It is important to also remember the key junctures where the top of the kneewall meets the roof, and where the bottom of the kneewall meets the floor/ceiling.  Getting an air barrier installed at those two details isn't always done well.  

There are 3 problems you are trying to solve.  First, that the face of the insulation is not making good contact with the back of the interior drywall, second is that the batts are in danger of falling down over time, and third is the wind washing on the back of the batts reducing their R-value.  Our solution for the last 35 years has been to be sure that the existing batts (if any) fill the cavity completely in depth and side-to-side, then install and seal appropriate foam board over them, from 1/2" to 1-1/2", depending on budget.  We cut the 4X8 foam board down the middle to make 2X8 pieces and these will almost always fit through hatches that exist or that you make.  Don't forget the extremely important step of closing off the open cavities into the house just below the kneewall.

See NREL SWS Tool, SWS 4.1004.2

Our favorite way was roll up fiberglass and spray with two part foam but most contractors do whats in the SWS.

Thanks for your replies! I appreciate the reference to the SWS. Haven't seen that before.

This can be more problematic than it seems.  In Northern climates, thermal loss and active air circulation cause ice dams.  I might recommend an approach that in effect isolates the area inside the thermal envelope, meaning the floor, knee wall, end walls and rafters (using Proper Vent (foam chute) to dissipate wall moisture) and insulated with fiberglas.  Plastic sheeting could be used as a continuous air barrier.   A weatherstriped inspection hatch on each side is just that:  Get out, stay out and find somewhere else for the Christmas lights.

One option I used to use was a net and fill with cellulose, however certain types of netting we have found are not designed to be left exposed and deteriorate over time. In that case housewrap is beneficial to install over the netting to prevent exposure.

I have seen Bubble wrap radiant barrier types of materials used, and while this may provide an air barrier, it also provides a vapor barrier depending on the material choice, which in a vapor barrier on the attic side does not feel right to me (other climates that may work, I prefer to keep most walls vapor open)

I prefer Open Cell spray foam in kneewalls, but also use various thicknesses of rigid board in smaller areas.

For small kneewall areas such as side attics especially when they are currently unvented; I prefer spray foam on the roofline and end walls over treating the kneewall.

For larger homes with tall kneewalls I prefer spray foam. I find that 2" rigid board and 5" open cell spray foam in kneewalls have a similar cost once you reach about 350-400 sqft. Smaller than that and the cost of sending a foam rig out is too high.

Getting full sheets of foam board into an attic can be a challenge. If you have a small access and cutting a larger hole is not an option, use 1" material and cut it into strips that fit through the access. Then install 2 layers overlapping and tape the seams. Don't worry about landing on a stud, 2 layers will provide enough support for durability.

******

### What needs to be done:
In the kneewall insulation discussion, rewrite the passage from "Getting full sheets" to "support for durability.", swapping "strips" for "pieces". The items after this point are not needed for the task.

### Dataset content:
******

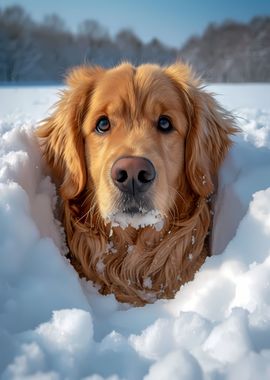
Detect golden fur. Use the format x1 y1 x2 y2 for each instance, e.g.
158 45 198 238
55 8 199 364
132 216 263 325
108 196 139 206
37 62 236 305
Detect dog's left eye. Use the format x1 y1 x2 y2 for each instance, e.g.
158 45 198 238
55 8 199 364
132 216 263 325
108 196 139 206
96 116 111 133
157 116 173 133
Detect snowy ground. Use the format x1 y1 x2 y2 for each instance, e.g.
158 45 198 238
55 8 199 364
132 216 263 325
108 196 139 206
0 85 270 380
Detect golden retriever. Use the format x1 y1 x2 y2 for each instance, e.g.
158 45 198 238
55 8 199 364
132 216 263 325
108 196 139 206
37 62 237 305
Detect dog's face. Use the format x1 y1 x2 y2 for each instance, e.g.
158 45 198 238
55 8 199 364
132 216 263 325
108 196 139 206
82 65 187 219
38 63 235 227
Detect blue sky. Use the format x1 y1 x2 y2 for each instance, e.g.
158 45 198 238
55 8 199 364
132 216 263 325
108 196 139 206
0 0 270 47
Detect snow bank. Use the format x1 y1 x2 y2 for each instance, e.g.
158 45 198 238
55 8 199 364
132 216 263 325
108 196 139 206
0 86 270 380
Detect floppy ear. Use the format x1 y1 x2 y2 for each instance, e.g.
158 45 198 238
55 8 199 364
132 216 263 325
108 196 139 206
36 66 102 199
167 63 238 197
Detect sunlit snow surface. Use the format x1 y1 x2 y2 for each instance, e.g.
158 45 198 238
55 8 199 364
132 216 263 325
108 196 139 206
0 85 270 380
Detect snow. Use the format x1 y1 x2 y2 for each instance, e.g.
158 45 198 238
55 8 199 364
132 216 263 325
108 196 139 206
0 84 270 380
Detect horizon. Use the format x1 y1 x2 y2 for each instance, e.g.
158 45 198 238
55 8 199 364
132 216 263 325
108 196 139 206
0 0 270 48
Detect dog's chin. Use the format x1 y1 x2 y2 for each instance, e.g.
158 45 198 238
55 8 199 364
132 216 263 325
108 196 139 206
105 206 164 231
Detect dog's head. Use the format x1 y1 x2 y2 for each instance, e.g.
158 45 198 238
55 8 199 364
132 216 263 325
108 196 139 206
38 63 235 226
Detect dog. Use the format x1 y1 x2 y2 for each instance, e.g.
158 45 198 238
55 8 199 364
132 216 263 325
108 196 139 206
37 62 237 305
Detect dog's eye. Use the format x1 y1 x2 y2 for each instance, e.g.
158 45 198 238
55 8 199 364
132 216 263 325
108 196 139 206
157 116 173 133
96 116 111 133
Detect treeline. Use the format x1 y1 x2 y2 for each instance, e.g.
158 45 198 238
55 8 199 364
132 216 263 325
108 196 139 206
0 6 270 82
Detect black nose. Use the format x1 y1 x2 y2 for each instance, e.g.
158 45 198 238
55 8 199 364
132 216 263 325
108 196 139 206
111 157 156 196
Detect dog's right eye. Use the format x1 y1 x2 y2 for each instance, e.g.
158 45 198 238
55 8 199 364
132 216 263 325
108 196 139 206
96 116 111 133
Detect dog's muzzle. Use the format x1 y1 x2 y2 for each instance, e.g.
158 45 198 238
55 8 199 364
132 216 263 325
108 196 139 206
111 156 156 213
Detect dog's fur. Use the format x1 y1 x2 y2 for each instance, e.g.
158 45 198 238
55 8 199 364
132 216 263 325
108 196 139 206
37 62 237 305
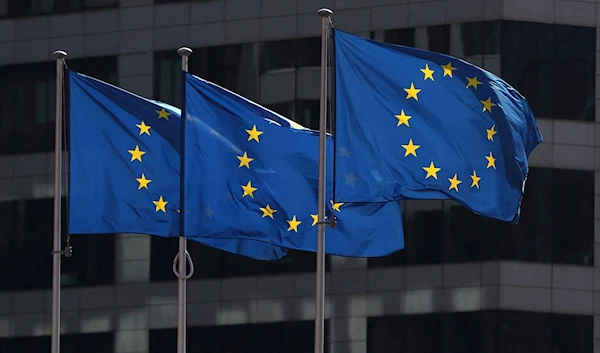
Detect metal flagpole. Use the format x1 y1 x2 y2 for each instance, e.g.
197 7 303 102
314 9 333 353
51 50 67 353
173 47 194 353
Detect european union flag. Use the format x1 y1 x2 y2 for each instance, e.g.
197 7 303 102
183 73 404 257
334 29 542 223
68 71 286 260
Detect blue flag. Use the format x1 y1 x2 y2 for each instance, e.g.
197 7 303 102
334 29 542 223
68 71 286 260
183 73 404 257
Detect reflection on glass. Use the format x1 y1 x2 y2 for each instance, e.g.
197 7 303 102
502 21 596 121
150 237 322 281
368 168 594 267
367 308 594 353
0 332 114 353
0 56 117 155
0 0 118 16
0 198 115 290
149 320 329 353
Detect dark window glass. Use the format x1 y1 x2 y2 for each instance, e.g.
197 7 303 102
154 51 180 107
156 37 321 129
292 99 322 131
0 199 115 290
0 56 117 154
0 333 114 353
502 21 596 121
367 309 442 353
427 25 450 54
150 237 329 281
367 311 593 353
149 320 329 353
461 21 500 56
154 43 258 106
0 0 118 17
260 39 296 74
368 168 594 267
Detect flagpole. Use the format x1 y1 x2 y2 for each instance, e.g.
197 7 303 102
51 50 67 353
173 47 193 353
314 8 333 353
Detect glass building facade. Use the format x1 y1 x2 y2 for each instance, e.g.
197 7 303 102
0 0 600 353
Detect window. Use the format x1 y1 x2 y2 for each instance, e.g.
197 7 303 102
383 28 415 47
0 199 114 290
367 311 594 353
502 21 596 121
0 333 114 353
0 0 118 17
149 320 329 353
0 57 117 155
150 237 329 281
368 168 594 267
154 43 258 107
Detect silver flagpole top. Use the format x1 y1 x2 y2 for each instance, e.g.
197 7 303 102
52 50 67 59
177 47 192 56
317 8 333 17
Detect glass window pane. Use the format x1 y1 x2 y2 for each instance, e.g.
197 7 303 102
149 320 329 353
427 25 450 54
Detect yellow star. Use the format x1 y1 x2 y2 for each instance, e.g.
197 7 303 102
448 174 462 192
442 62 456 77
310 214 319 227
467 76 481 89
404 83 421 101
237 152 254 169
246 125 262 142
135 173 152 190
402 139 421 157
421 64 435 81
423 161 442 180
260 204 277 219
242 181 258 198
135 121 150 136
480 97 496 113
155 108 171 120
127 145 146 162
471 171 481 189
329 200 344 212
288 215 302 233
152 196 167 213
394 110 412 127
485 125 498 141
485 152 496 169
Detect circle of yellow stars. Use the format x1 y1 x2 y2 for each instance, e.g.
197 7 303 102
127 108 172 213
236 125 344 233
394 62 498 192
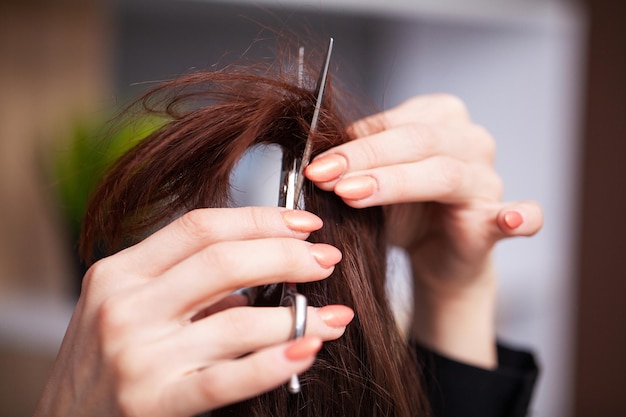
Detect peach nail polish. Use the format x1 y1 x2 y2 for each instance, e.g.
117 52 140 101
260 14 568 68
335 176 378 200
317 305 354 327
306 154 348 182
285 337 322 361
504 211 524 229
282 210 323 233
310 243 342 268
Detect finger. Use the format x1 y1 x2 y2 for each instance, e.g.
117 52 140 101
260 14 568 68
191 294 250 322
349 94 470 137
334 157 501 208
494 201 543 240
162 337 322 416
305 123 495 191
168 305 354 371
118 207 322 277
146 238 341 319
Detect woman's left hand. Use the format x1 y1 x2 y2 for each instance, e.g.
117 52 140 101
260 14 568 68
305 95 543 367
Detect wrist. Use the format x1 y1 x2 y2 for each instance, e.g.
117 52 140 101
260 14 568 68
411 254 497 368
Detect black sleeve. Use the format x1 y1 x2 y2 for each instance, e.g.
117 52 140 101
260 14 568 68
415 344 538 417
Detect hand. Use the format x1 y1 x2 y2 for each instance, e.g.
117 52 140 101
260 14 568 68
36 208 353 417
306 95 542 367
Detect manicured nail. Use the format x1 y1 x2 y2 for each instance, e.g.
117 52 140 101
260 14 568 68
285 337 322 361
317 305 354 327
335 176 378 200
504 211 524 229
310 243 342 268
306 154 348 182
282 210 323 233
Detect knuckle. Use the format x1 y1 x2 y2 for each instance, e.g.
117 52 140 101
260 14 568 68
439 158 464 195
491 174 504 201
202 243 243 280
177 209 214 239
81 258 114 294
278 239 308 271
198 370 227 405
403 123 437 157
433 93 467 114
472 125 496 161
242 207 274 231
96 294 133 344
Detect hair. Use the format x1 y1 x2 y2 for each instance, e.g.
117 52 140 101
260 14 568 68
80 39 429 417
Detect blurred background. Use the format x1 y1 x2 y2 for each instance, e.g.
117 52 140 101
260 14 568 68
0 0 626 417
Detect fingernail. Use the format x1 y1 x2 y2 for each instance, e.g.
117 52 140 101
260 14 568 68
282 210 323 233
310 243 341 268
285 337 322 361
504 211 524 229
317 305 354 327
306 154 348 182
335 176 378 200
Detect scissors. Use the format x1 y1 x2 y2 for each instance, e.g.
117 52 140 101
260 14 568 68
278 38 334 394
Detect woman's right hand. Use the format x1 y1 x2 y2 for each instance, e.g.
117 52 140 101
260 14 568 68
35 207 353 417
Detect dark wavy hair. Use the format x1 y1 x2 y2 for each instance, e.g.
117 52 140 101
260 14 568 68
80 39 429 417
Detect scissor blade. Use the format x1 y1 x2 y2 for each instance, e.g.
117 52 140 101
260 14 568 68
294 38 334 205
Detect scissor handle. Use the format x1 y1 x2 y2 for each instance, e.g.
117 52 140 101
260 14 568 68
281 283 308 394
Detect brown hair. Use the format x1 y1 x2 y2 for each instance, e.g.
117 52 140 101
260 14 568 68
81 42 428 417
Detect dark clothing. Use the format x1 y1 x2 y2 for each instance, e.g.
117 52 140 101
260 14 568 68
416 345 538 417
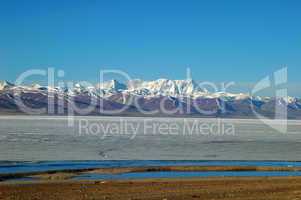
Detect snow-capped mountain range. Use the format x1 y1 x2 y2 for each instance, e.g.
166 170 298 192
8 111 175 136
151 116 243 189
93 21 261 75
0 79 301 118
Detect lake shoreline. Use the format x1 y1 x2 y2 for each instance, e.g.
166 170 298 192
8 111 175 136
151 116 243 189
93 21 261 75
0 177 301 200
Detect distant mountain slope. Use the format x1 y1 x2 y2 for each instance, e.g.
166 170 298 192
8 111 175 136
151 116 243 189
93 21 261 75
0 79 301 119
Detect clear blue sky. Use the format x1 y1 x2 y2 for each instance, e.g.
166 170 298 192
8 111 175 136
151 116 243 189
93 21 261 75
0 0 301 85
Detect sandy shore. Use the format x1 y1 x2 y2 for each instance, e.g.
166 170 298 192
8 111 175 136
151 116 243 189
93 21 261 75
0 177 301 200
0 166 301 200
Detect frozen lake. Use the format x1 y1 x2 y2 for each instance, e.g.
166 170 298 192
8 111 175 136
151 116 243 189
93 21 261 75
0 116 301 161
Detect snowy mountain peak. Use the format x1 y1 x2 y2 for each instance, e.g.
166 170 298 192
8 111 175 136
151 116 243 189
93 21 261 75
0 81 15 90
128 79 206 96
96 80 127 92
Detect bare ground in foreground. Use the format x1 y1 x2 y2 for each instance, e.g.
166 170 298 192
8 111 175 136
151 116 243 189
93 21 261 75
0 177 301 200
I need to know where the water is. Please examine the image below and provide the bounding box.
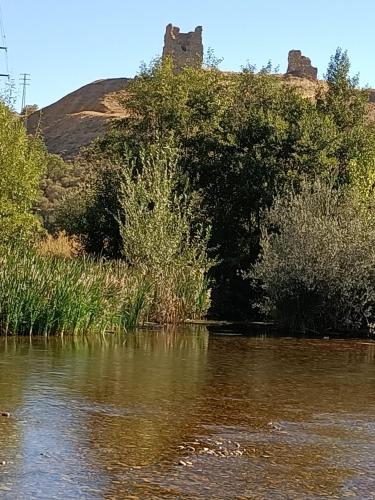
[0,329,375,500]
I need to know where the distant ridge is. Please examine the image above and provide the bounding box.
[27,78,131,159]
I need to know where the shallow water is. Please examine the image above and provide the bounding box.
[0,329,375,500]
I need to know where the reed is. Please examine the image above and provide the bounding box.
[0,246,212,335]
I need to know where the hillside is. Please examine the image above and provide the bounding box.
[27,78,130,159]
[27,75,375,159]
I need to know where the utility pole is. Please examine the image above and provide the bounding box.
[20,73,31,113]
[0,47,10,80]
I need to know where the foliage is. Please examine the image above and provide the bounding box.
[252,180,375,331]
[36,231,84,259]
[35,154,90,233]
[0,246,152,335]
[120,146,212,323]
[0,102,47,243]
[55,49,375,319]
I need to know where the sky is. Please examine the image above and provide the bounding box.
[0,0,375,109]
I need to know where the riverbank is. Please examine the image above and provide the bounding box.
[0,246,209,335]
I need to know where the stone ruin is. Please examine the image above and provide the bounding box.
[286,50,318,80]
[163,24,203,71]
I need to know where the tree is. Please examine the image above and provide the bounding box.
[252,180,375,332]
[0,102,47,242]
[72,52,375,319]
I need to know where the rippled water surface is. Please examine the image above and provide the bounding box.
[0,329,375,500]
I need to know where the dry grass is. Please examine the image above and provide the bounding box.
[37,231,84,259]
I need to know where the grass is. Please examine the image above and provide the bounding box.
[0,243,209,335]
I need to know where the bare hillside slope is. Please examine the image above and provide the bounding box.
[27,78,130,159]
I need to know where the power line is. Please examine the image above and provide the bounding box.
[0,3,10,80]
[20,73,31,113]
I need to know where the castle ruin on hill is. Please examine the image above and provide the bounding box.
[163,24,318,80]
[163,24,203,71]
[286,50,318,80]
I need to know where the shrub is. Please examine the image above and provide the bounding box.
[0,102,47,243]
[251,181,375,331]
[120,146,212,323]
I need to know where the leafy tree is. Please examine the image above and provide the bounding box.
[252,180,375,332]
[0,102,47,242]
[72,51,375,319]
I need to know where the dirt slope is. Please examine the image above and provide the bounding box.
[28,75,375,159]
[27,78,130,159]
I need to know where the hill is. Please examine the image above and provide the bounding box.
[27,78,130,159]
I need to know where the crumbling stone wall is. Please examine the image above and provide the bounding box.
[286,50,318,80]
[163,24,203,71]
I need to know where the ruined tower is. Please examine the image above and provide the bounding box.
[286,50,318,80]
[163,24,203,71]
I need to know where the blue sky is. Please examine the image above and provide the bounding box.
[0,0,375,107]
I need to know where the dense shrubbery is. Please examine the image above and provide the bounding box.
[0,102,47,243]
[81,50,375,319]
[0,49,375,332]
[253,180,375,331]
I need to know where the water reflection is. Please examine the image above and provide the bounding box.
[0,329,375,499]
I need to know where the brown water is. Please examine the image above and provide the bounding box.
[0,329,375,500]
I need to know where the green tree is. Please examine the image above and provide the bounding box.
[0,102,47,242]
[72,52,375,319]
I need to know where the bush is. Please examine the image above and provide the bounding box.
[0,102,47,243]
[120,146,212,323]
[251,181,375,332]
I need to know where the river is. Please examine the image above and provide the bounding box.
[0,328,375,500]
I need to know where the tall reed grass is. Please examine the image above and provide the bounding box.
[0,246,212,335]
[0,247,147,335]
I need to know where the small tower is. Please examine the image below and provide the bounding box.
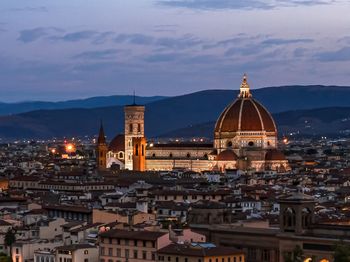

******

### Solution to the exercise:
Getting full sheets of foam board into an attic can be a challenge. If you have a small access and cutting a larger hole is not an option, use 1" material and cut it into pieces that fit through the access. Then install 2 layers overlapping and tape the seams. Don't worry about landing on a stud, 2 layers will provide enough support for durability.